WHAT YOU ARE ASKED TO DO — Retype the listing below exactly, beginning at the line that contains "Where can the paving" and ending with its last line.

GIVEN INFORMATION —
• • • •

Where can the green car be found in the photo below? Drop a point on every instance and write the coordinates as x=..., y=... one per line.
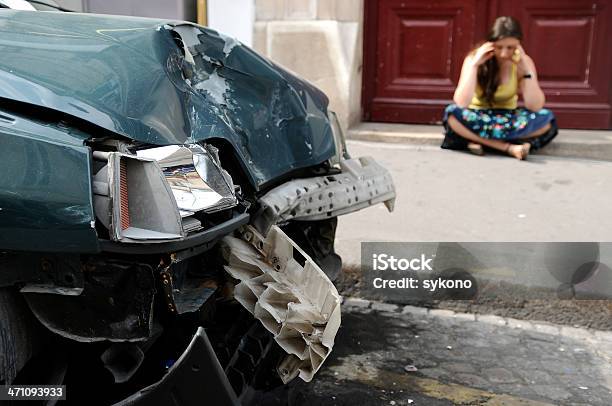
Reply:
x=168, y=206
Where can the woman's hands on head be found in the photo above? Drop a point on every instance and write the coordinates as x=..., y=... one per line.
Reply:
x=524, y=63
x=483, y=54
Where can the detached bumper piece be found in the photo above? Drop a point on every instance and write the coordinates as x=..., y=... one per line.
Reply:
x=292, y=297
x=362, y=183
x=195, y=379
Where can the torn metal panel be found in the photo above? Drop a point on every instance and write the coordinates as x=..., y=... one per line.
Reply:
x=292, y=297
x=362, y=183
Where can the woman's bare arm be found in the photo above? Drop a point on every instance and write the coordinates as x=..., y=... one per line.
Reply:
x=469, y=74
x=467, y=83
x=533, y=96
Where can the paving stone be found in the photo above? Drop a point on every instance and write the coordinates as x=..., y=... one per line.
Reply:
x=442, y=313
x=551, y=392
x=357, y=302
x=434, y=373
x=499, y=375
x=576, y=333
x=520, y=324
x=536, y=377
x=547, y=328
x=384, y=307
x=472, y=380
x=491, y=319
x=514, y=389
x=605, y=336
x=465, y=317
x=459, y=367
x=420, y=311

• • • •

FINISHED EXERCISE —
Where can the paving stone be found in the photo above? Drop a point on every instance and write the coordinates as x=..., y=... one per line.
Reply:
x=442, y=313
x=551, y=392
x=357, y=302
x=434, y=373
x=499, y=375
x=576, y=333
x=520, y=324
x=536, y=377
x=547, y=328
x=384, y=307
x=472, y=380
x=491, y=319
x=514, y=389
x=605, y=336
x=465, y=317
x=459, y=367
x=420, y=311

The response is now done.